TEXT PASSAGE START

So lets apply these characteristics to my “solutions” from above. We’ll find out these were not solutions at all, but fixes to perceived problems from a single-minded personality. My Architect (as I’ll refer to that voice in my head), says this.


The product isn’t on a belt because the time spent between asking for the product and obtaining it could potentially take a lot longer (Performance). The keypads were not arbitrarily placed at waiste level to tick me off, they were blatantly placed there to provide easier accessibility to those who are height-challenged or otherwise requiring accessibility. The credit card reader isn’t placed on the machine because it would be too easy to intercept. These vending machines can be placed anywhere, and sometimes in really poor choices (rest areas, for instance). While having a vending machine broken into would be bad, having credit card data compromised from one of these locations would be worse. (Security) Placing the items on a belt would make it harder to provide additional items in the physical range of motion of the device. It would be harder to add more product to the machine this way — and much more expensive (Scalability). Those devices would also have a large amount of moving parts that could break. Putting the keypad on a moving device as well as the product would reduce the useful life of a vending machine while raising the cost of it — bad for any investment. It would also be susceptible to significant breaks and massive amounts of upkeep (Maintainability). Putting these items in a bad area would be an even worse move. They would be much more expensive to replace and fix if someone vandalized them — much more, that is, in relation to a simple spring delivered product dispenser that relies on gravity to get the product to its location. The parts would definitely have a much higher dead-on-delivery rate than normal vending machines — causing massive replacement shipping/delivery costs (Deployability). This is a stretch, but by placing additional overhead on these machines, you actually reduce the available room to provide additional hardware to the machine. You could be restricted to a smaller area and some additional hardware may interfere with other pieces of hardware causing more issues than it solved (Extensibility).

TEXT PASSAGE END
PROVIDED DATA START

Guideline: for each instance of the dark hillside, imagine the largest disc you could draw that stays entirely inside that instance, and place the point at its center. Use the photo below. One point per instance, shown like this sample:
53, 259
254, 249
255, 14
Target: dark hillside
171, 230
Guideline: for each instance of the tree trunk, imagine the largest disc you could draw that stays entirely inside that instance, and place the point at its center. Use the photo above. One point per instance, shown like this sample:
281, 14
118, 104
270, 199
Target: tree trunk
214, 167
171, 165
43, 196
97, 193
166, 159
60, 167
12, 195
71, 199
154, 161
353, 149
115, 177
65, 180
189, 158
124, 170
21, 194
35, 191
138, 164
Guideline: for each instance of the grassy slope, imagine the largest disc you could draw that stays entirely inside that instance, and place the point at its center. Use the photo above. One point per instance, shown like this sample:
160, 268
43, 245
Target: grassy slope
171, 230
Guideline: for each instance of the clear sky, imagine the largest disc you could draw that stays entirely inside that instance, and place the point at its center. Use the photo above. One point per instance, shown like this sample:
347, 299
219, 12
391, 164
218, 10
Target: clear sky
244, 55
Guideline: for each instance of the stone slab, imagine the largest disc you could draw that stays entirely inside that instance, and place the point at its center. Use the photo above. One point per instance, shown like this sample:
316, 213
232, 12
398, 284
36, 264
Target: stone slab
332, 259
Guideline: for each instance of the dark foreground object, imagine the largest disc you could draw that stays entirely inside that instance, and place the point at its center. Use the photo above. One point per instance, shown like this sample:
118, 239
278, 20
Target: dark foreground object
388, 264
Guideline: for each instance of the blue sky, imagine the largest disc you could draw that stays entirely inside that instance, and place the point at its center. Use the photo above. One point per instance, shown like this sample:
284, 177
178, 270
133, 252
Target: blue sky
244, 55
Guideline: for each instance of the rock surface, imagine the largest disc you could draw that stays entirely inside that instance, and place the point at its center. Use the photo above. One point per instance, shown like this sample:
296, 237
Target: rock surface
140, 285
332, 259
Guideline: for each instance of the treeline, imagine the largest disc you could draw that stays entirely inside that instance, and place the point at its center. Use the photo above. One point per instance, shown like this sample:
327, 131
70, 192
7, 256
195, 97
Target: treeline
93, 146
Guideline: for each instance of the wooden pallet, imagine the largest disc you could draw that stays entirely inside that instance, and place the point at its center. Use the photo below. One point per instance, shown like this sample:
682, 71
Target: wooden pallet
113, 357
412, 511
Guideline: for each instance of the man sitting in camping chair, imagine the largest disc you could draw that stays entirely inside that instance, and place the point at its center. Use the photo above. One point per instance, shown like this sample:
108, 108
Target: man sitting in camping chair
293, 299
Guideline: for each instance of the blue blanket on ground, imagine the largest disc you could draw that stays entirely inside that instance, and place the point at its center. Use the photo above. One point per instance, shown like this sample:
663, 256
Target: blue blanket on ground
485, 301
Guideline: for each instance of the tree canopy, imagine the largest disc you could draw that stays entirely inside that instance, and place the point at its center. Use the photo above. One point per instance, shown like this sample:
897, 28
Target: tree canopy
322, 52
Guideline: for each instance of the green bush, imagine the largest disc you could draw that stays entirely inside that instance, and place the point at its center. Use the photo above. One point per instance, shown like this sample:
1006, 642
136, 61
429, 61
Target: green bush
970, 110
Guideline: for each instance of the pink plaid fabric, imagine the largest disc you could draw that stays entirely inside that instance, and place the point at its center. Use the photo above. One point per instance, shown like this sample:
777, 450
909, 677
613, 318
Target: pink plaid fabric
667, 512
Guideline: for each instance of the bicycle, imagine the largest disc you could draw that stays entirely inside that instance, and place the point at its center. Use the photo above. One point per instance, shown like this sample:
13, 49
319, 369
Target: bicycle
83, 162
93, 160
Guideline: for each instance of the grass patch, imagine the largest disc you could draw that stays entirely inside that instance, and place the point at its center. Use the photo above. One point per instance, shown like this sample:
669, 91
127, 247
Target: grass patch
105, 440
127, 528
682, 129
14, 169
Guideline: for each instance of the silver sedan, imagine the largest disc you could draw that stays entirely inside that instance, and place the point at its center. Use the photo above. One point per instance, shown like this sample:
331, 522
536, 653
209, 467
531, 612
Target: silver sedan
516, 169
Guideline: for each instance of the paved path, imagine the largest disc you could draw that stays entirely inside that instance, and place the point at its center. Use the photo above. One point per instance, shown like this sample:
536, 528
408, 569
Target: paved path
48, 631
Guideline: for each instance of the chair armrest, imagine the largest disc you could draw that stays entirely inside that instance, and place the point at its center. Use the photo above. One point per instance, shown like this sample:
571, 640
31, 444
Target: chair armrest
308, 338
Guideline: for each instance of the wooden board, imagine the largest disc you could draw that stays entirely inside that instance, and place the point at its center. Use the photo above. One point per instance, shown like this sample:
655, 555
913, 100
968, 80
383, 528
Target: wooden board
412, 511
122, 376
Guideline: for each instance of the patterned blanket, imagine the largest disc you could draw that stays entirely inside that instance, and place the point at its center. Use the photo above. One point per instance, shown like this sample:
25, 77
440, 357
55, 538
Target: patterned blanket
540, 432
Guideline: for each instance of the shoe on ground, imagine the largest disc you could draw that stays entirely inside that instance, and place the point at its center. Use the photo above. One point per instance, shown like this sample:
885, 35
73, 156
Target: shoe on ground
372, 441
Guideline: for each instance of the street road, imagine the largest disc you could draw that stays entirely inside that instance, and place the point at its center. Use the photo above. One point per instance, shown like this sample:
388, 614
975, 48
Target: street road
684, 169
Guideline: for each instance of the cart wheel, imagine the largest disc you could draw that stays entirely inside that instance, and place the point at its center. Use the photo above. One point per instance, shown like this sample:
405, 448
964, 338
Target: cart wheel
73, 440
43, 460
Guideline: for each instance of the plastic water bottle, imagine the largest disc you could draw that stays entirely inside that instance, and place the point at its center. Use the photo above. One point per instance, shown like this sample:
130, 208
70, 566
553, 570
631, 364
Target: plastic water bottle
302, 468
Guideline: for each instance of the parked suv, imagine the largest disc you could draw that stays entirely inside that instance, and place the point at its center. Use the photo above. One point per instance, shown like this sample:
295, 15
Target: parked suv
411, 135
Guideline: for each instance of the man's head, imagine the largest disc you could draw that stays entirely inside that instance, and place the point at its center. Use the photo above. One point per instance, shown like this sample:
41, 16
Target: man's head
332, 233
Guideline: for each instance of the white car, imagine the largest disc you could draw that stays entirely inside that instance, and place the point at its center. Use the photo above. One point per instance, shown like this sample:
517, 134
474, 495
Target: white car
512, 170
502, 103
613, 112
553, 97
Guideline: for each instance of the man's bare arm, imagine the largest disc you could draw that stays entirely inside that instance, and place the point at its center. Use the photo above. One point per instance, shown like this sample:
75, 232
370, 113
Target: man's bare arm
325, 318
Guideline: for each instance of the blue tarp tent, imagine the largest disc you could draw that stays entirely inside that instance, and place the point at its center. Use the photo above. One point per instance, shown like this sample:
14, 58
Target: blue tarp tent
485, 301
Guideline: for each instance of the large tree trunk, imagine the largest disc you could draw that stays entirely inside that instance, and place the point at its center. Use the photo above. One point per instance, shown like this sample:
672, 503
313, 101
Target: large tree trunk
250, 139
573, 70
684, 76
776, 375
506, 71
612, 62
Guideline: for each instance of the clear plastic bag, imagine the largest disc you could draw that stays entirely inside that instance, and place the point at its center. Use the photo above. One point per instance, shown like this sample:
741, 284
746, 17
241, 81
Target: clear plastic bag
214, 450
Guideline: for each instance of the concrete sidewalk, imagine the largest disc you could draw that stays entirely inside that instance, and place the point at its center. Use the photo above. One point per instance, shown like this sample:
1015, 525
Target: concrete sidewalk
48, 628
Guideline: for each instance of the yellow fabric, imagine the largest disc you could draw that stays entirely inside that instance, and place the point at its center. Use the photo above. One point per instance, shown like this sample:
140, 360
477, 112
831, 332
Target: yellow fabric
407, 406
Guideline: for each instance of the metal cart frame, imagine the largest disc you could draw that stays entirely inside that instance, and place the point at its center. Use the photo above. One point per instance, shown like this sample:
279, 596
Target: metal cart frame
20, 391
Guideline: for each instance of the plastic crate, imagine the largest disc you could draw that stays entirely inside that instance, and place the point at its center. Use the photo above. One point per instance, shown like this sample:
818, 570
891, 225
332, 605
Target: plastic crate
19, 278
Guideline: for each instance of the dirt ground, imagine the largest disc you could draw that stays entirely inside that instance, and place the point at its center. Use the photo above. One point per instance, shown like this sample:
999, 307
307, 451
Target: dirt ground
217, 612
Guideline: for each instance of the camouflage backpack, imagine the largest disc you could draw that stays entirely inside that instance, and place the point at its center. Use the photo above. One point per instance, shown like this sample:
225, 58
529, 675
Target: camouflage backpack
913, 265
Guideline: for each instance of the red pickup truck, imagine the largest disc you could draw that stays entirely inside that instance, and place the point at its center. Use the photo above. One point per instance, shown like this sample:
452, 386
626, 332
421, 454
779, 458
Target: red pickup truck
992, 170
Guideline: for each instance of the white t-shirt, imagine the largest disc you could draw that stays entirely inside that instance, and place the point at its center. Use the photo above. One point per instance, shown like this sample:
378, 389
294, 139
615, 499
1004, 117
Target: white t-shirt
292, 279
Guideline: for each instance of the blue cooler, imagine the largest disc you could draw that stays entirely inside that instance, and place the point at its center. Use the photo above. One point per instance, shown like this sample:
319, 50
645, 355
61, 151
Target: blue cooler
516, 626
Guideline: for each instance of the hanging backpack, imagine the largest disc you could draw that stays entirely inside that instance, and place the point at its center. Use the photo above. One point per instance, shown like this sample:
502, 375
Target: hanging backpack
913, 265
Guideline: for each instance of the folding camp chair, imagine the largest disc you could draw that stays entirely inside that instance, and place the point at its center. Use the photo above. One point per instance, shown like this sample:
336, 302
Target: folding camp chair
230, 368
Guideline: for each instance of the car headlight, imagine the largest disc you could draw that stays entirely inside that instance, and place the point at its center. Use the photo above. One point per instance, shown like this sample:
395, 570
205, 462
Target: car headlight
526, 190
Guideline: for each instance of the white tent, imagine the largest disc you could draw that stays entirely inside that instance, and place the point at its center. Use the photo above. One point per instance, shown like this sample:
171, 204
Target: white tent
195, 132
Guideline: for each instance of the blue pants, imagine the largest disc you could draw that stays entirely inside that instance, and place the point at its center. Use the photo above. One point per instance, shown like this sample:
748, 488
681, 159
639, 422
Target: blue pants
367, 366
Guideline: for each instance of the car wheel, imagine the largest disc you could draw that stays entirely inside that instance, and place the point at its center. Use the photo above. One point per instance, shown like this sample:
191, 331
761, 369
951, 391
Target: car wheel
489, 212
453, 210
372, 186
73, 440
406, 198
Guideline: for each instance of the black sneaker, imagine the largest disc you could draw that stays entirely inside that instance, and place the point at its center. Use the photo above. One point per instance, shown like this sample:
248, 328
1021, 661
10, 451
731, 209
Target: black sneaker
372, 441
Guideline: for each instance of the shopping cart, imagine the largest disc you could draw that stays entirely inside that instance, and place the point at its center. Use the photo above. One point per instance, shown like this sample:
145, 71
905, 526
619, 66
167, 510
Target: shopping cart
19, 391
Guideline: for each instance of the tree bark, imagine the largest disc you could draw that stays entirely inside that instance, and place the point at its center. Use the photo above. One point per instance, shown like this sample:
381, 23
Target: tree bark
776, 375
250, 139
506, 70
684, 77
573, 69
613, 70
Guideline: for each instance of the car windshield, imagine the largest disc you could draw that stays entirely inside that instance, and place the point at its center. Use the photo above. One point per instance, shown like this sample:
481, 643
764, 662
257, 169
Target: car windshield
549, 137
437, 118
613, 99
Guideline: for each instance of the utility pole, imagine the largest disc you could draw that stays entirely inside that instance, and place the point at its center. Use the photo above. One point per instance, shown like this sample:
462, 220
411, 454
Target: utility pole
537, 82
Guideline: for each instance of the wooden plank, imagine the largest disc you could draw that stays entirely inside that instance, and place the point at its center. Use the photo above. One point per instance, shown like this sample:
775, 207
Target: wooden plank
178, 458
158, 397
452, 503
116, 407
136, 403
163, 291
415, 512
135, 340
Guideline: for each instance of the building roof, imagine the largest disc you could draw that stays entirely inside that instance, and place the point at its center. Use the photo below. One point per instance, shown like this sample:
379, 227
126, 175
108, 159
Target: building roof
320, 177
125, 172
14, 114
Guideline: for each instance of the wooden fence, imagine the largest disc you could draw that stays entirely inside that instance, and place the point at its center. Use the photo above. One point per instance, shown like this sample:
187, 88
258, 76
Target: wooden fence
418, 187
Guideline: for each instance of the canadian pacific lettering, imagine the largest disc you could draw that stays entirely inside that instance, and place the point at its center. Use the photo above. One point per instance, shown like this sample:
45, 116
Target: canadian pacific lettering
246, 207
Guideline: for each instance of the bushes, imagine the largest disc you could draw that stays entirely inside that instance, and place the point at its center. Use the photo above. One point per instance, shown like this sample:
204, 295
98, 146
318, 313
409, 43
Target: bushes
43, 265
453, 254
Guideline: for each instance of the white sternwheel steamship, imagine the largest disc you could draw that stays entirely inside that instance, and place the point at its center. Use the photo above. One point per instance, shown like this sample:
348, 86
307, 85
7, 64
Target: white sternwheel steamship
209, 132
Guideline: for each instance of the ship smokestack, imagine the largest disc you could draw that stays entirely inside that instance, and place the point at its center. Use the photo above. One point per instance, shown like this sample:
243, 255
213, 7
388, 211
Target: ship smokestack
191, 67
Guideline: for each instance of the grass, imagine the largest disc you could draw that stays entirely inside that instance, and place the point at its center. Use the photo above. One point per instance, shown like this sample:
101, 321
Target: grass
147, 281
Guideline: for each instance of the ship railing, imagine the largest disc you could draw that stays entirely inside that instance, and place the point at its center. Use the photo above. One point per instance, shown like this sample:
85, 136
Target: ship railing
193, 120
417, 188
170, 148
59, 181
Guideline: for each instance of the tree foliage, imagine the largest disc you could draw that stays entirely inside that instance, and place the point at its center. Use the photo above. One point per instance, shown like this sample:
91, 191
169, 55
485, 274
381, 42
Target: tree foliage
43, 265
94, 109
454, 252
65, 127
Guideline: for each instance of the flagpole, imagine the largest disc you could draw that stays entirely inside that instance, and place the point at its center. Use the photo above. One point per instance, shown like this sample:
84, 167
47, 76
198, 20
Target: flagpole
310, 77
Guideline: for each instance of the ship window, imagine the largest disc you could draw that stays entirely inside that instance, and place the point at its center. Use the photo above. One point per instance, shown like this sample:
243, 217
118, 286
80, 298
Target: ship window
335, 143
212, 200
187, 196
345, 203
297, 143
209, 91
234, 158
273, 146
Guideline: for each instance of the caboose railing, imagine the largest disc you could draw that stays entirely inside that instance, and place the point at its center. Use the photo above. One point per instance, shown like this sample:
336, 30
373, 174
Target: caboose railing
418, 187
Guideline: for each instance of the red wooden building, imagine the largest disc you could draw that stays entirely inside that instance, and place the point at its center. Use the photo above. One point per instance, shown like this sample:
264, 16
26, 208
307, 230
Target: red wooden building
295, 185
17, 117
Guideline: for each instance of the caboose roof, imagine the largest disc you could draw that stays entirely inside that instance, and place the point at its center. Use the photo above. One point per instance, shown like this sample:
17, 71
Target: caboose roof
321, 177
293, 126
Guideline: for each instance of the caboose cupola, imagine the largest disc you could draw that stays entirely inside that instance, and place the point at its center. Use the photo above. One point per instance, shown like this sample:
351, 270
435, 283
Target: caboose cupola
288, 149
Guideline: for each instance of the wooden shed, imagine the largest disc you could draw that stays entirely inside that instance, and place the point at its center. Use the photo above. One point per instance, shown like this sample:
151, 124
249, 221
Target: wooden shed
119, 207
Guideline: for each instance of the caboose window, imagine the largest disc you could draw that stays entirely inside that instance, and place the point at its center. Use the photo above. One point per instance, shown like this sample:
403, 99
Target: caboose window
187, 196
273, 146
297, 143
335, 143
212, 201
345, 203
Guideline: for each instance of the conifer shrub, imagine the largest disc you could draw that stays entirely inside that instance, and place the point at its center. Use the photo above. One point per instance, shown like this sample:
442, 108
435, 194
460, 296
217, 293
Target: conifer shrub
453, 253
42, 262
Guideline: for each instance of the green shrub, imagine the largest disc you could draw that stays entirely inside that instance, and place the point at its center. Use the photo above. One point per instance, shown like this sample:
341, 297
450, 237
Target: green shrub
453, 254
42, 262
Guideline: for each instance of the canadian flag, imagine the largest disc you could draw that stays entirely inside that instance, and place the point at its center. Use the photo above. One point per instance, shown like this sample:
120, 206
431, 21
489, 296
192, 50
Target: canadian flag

PROVIDED DATA END

» **ACTIONS TO TAKE**:
(a) Could you write out the vending machine passage between "So lets apply" and "head), says this.", inclusive?
(b) Can you extend the vending machine passage past its final sentence?

» **YOUR WRITTEN ANSWERS**:
(a)
So lets apply these characteristics to my “solutions” from above. We’ll find out these were not solutions at all, but fixes to perceived problems from a single-minded personality. My Architect (as I’ll refer to that voice in my head), says this.

(b)
Availability, therefore, seems to be the only area that I wouldn’t have negatively impacted by my decisions for a vending machine. As software engineers, we need to make sure we aren’t over-engineering our products. Many times the “cool” solution isn’t the right solution. For instance, the delivery mechanism, while annoying for anyone that is tall or has a back problem, is fairly consistent. I mean, who has a better system than gravity? Last I saw it was a constant! Sure, occasionally product gets stuck in the machine before gravity can do its part, but I guarantee the mechanical delivery system would be much more prone to mistakes than the simple “twist and drop” method of most vending machines. While I may have potentially solved “my” problems, I’ve caused many more for my real customer — the vendor. In actuality the dependability of my vending machine would have cost more money to purchase and maintain, caused dependability problems due to mechanical failure, and most likely annoyed everyone more than “New Coke” ever did.


Yes, its great to solve your problems in cool ways, but make sure the problems you are solving are for the right person and actually advance your product design before adding more features than are necessary.